------ Extracted information ------

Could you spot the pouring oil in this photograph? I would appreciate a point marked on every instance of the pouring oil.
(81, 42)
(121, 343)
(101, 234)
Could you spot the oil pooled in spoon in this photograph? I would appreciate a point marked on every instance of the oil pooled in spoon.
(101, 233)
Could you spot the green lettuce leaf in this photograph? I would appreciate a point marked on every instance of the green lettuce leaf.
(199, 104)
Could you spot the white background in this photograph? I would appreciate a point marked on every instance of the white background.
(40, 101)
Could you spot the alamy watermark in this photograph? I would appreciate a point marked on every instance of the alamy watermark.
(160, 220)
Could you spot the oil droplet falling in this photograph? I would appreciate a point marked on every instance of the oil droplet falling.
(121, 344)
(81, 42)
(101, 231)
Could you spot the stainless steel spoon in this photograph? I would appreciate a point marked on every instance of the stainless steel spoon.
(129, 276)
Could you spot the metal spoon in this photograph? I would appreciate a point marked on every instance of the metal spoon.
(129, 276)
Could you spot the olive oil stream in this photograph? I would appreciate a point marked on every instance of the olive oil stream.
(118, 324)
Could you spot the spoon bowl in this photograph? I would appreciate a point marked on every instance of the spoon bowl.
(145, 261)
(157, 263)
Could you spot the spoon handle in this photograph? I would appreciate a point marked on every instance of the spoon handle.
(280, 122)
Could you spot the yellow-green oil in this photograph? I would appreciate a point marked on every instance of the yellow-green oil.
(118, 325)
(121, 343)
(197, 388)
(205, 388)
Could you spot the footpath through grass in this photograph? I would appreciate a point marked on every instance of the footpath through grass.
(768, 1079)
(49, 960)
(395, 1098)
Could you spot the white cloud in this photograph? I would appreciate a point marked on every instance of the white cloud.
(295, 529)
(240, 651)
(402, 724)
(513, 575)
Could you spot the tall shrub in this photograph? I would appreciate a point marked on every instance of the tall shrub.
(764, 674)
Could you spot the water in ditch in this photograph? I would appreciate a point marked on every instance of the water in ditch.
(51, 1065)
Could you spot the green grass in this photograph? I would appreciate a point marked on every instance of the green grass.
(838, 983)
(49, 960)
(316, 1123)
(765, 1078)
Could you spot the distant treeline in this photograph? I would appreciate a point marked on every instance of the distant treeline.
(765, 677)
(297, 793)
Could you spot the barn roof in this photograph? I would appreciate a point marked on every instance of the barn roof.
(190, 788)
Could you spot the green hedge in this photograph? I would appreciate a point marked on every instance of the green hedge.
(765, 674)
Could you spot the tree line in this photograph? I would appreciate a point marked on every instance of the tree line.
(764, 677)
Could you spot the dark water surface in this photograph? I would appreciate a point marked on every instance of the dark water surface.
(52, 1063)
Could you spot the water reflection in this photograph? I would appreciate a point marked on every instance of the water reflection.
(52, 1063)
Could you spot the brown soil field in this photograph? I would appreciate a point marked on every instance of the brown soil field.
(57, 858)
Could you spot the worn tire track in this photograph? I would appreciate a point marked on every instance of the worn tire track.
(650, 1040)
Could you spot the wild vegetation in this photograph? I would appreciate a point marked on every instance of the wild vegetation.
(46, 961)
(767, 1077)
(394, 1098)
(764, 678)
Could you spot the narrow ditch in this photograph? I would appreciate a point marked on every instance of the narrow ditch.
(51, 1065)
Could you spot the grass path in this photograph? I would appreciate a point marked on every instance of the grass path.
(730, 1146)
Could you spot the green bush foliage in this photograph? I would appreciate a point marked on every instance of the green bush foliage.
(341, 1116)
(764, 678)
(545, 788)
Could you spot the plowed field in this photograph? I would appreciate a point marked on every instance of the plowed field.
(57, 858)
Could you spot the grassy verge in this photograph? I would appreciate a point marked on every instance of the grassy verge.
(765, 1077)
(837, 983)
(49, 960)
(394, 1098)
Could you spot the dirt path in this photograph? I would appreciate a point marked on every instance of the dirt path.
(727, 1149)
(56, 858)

------

◆ **Problem to work on**: Retype the data in full, precisely as given.

◆ **Your response**:
Could you spot the pouring oil in this photograph? I would appreciate a point marked on every instance of the pouring oil.
(81, 42)
(121, 343)
(101, 234)
Could you spot the oil pooled in spoon in this photograph? I would appreciate a point marked on every instance of the oil pooled in spoon.
(101, 233)
Could you spot the green lettuce leaf in this photograph? I would appreciate a point marked on every instance of the green lettuce leaf.
(199, 104)
Could you spot the white background in this photograph? I would appreciate a point marked on every instance of the white background.
(40, 101)
Could you spot the alamy watermark in this photograph? I would appreciate a point marked on every instance of the alamy watermark.
(160, 220)
Could you spot the oil droplet falling in this photograph? I would appreciate a point marked on every instance of the oil droplet falling.
(121, 344)
(81, 42)
(101, 231)
Could you spot the stainless steel spoon in this photograph? I would appreciate a point marked on every instance of the stainless steel spoon.
(129, 276)
Could you spot the metal spoon in this photograph? I would appreciate a point marked on every instance of the metal spoon.
(129, 276)
Could you spot the olive oil stream in this photograph? I would appreciate a point marked on every instance of the olive oil stream.
(118, 324)
Could you spot the spoon bowl in this photograph? I would appreciate a point marked on every instance of the spoon bowl.
(145, 261)
(157, 263)
Could you spot the spoon handle in this photograph? I would appreciate a point marked on every instance of the spoon handle.
(280, 122)
Could you spot the yellow-green oil in this photograph? I would appreciate a point marked on every instance of the yellow-green oil.
(118, 325)
(121, 343)
(197, 388)
(205, 388)
Could you spot the footpath through grass in this photograph? I would appreciate a point marked on every instance of the footpath through grass.
(768, 1079)
(49, 960)
(395, 1098)
Could you spot the white cloud in this photograph? I would appreciate a point marked on every instance of the white cloud.
(295, 529)
(240, 651)
(402, 724)
(513, 575)
Could you spot the tall shrub in this photograph? I would appreciate a point marked on every instance of the tall shrub.
(764, 674)
Could you spot the water in ditch in this photograph? I would appreciate a point marked on every instance of the water in ditch.
(51, 1065)
Could you spot the green grass in this photograph? I would appreciate a point marked on every instance of the green grass.
(838, 983)
(49, 960)
(316, 1123)
(765, 1078)
Could you spot the distant treeline in this photograph? I would appreciate a point marked on every instance of the distant treeline.
(765, 677)
(297, 793)
Could you spot the barn roof in this photograph? I would appreciate a point marked on every instance of the barn roof.
(190, 788)
Could you spot the green hedge in this photograph? I would appreciate a point marked on every instance of the green hedge.
(765, 674)
Could you spot the tree line in this photograph? I would appreciate a point marked on every instance of the tree line.
(764, 677)
Could you spot the dark water surface in this photograph? I would appreciate a point marked on every instance of the dark water surface.
(52, 1063)
Could you spot the water reflection in this photograph? I would appreciate a point marked on every instance of the water reflection.
(52, 1063)
Could you spot the brown soil field in this photograph? I would appreciate a point marked on every instance of the brown soil field.
(57, 858)
Could you spot the worn tire track in this photograph? I would appreciate a point marked on every instance of the worn tire track.
(650, 1040)
Could you spot the wild vegetation in this photograph? I would appreciate a point marked on every instance of the wild vegetation.
(46, 961)
(767, 1077)
(394, 1098)
(764, 678)
Could you spot the narrow ditch in this photograph? I would appreciate a point marked on every instance of the narrow ditch.
(51, 1065)
Could you spot the grass path in this photograph? I would appreciate a point marked on every instance of the grass path.
(730, 1146)
Could you spot the green bush foliage in this photograph? I would appreciate a point marked on every instance of the green bush foliage.
(341, 1116)
(764, 678)
(545, 788)
Could you spot the plowed field in this photograph? I would appreciate a point marked on every instance of the plowed field.
(57, 858)
Could you spot the grassy verge in this photograph? I would appreciate a point marked on every instance of the grassy verge.
(765, 1077)
(837, 983)
(49, 960)
(394, 1098)
Could you spot the dirt path in this photograph? I would appreciate a point marked on every instance of the dirt path.
(727, 1149)
(56, 858)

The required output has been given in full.